STATED TASK: Rewrite the listing below from the line containing "Exercise. Put one marker on every instance of the car door" through the end of the listing, request included. Scale every x and y coordinate in the answers by 1.65 and round to whole numbers, with halves going up, but leave the request text unchanged.

PROVIDED INFORMATION:

▼▼▼

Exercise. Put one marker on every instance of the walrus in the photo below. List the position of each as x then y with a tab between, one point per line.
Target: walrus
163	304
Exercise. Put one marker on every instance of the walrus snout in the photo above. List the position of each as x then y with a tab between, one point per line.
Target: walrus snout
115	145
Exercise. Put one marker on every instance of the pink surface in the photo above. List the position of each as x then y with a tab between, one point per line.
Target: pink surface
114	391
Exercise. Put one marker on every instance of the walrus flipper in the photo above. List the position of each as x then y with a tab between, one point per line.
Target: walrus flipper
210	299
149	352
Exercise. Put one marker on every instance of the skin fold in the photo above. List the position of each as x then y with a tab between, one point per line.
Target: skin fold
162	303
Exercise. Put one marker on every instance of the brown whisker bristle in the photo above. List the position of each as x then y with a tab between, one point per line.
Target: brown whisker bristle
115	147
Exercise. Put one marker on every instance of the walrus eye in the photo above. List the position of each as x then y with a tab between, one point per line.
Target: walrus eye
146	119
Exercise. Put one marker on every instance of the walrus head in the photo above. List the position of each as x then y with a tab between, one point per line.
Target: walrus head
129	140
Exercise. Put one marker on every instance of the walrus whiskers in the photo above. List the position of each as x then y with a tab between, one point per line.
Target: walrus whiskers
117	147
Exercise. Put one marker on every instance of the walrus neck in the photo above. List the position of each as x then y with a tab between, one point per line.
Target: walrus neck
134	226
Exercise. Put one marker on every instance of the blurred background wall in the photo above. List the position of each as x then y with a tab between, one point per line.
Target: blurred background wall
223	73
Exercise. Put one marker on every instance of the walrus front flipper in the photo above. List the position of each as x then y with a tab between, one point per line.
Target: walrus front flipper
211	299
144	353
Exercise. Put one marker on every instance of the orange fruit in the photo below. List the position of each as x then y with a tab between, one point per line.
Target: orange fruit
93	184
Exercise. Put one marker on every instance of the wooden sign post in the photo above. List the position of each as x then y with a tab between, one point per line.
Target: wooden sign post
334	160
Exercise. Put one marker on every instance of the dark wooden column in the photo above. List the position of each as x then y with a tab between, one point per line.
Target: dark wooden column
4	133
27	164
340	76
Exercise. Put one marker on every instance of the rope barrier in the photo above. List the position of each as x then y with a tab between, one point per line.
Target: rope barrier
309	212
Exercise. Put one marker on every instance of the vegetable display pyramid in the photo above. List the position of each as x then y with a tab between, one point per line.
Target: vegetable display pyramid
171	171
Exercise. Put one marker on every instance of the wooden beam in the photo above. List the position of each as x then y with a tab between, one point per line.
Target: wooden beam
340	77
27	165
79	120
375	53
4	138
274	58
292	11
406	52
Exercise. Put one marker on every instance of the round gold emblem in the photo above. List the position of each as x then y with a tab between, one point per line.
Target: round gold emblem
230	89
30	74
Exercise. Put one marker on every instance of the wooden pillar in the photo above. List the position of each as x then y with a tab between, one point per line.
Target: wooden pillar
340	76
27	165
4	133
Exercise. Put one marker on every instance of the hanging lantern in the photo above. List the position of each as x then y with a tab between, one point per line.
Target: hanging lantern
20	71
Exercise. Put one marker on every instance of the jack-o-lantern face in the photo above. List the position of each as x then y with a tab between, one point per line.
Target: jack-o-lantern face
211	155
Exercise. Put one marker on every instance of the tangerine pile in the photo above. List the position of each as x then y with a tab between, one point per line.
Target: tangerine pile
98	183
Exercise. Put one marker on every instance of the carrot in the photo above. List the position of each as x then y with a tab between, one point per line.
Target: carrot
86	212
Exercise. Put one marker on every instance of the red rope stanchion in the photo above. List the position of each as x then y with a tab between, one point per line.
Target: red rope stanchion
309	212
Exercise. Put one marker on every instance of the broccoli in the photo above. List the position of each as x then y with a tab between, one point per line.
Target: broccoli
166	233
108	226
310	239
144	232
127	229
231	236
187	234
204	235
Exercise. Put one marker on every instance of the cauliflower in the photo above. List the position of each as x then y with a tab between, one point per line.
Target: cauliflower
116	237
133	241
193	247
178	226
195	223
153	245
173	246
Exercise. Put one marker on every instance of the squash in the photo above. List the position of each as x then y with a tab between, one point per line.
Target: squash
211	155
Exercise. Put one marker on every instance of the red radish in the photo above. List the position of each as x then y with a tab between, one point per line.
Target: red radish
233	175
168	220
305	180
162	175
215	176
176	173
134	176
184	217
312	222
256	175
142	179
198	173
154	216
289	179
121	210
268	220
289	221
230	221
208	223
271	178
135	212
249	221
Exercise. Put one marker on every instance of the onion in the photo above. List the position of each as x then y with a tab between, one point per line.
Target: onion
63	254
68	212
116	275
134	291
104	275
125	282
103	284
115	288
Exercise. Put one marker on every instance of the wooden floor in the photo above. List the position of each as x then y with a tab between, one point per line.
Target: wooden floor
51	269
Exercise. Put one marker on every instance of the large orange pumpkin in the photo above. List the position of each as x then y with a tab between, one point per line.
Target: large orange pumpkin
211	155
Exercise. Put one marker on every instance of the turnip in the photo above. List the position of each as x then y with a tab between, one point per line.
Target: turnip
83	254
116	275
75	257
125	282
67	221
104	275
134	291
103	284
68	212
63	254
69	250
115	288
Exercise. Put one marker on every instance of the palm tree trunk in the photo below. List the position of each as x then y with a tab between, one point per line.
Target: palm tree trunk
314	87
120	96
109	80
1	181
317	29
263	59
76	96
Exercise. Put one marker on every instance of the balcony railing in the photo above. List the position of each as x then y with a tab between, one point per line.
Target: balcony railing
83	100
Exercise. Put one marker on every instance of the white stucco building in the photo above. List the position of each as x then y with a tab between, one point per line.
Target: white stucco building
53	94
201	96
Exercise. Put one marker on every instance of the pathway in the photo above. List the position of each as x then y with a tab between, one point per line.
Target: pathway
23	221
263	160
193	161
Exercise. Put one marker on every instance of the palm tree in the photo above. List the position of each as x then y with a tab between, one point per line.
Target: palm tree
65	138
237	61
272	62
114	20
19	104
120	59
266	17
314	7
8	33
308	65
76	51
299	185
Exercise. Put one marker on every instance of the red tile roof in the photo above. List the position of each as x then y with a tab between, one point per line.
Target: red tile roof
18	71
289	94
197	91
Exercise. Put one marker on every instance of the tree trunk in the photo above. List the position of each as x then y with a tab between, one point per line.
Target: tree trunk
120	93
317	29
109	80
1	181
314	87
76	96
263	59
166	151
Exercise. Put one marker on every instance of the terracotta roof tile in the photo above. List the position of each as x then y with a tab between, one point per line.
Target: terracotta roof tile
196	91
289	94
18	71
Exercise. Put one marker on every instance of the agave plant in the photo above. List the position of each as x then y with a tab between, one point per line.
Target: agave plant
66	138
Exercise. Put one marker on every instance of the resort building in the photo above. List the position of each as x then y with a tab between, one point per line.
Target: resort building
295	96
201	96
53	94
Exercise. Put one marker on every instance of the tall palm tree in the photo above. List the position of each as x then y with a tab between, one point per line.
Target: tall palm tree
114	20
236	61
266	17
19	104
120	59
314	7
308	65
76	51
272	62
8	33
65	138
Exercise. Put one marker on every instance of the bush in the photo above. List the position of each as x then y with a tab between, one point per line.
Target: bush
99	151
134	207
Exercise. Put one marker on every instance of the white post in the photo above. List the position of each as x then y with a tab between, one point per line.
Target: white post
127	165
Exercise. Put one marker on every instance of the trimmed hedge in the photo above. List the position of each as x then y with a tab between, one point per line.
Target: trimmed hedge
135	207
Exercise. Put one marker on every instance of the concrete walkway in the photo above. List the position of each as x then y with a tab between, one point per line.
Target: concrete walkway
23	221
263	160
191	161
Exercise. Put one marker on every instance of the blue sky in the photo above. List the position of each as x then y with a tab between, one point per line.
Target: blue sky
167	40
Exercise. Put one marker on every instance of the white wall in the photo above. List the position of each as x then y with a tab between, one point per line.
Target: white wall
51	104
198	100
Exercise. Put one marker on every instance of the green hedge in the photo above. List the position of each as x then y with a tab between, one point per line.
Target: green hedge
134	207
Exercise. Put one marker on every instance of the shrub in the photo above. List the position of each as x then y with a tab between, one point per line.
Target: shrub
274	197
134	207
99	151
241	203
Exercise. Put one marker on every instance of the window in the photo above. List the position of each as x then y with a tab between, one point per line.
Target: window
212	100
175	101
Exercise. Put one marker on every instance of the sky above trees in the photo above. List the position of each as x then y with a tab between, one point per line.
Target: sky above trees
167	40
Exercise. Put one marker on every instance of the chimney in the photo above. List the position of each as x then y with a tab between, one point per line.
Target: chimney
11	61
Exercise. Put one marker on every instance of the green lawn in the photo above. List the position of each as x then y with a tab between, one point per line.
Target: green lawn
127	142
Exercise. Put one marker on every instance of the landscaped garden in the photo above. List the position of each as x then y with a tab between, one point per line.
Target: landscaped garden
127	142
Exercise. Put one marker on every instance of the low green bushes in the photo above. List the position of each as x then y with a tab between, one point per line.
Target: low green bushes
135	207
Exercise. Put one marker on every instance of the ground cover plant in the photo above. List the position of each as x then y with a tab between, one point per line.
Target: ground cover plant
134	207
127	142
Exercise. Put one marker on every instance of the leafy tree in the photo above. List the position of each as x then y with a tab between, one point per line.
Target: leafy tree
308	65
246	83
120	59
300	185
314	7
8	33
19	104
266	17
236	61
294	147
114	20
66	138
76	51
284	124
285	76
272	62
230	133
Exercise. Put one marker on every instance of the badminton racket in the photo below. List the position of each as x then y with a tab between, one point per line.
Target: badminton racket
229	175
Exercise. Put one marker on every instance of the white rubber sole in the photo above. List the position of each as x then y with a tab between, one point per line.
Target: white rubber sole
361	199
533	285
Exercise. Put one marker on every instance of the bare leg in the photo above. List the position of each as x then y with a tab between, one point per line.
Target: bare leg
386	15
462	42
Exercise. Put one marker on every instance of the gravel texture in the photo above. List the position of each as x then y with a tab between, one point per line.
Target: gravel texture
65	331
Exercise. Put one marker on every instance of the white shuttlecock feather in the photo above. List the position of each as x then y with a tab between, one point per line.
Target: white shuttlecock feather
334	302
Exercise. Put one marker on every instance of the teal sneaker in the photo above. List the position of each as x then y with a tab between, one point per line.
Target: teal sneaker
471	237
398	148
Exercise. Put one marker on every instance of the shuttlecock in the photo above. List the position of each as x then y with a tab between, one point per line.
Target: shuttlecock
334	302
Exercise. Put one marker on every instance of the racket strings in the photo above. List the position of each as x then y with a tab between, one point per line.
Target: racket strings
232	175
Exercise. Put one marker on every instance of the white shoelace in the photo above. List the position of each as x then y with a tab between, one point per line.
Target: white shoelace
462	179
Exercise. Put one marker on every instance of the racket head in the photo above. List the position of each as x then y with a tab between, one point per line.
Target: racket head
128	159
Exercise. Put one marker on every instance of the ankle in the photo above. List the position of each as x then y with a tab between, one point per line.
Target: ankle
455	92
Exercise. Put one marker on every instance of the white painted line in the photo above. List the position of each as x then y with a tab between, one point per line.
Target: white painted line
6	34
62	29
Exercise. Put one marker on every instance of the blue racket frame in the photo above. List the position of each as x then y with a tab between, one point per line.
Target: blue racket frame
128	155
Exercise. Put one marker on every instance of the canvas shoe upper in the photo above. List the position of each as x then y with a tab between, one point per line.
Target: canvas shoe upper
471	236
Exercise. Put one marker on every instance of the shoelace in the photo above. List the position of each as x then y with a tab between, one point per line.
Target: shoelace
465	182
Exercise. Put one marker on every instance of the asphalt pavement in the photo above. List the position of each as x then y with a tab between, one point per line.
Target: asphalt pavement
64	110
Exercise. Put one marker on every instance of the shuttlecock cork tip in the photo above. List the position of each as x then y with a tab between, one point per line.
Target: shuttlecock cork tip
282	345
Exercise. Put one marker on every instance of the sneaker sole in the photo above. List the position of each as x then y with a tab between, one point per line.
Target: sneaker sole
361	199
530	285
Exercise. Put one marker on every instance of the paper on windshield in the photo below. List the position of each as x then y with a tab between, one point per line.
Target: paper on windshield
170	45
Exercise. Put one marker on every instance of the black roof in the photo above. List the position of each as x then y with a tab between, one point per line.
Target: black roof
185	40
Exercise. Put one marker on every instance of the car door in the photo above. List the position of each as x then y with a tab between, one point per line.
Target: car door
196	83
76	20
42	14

▲▲▲

COMPLETE ANSWER:
Exercise. Put one marker on every instance of the car door in the photo above. List the position of each as x then y with a tab between, one point per line.
Target: car door
323	137
125	33
69	23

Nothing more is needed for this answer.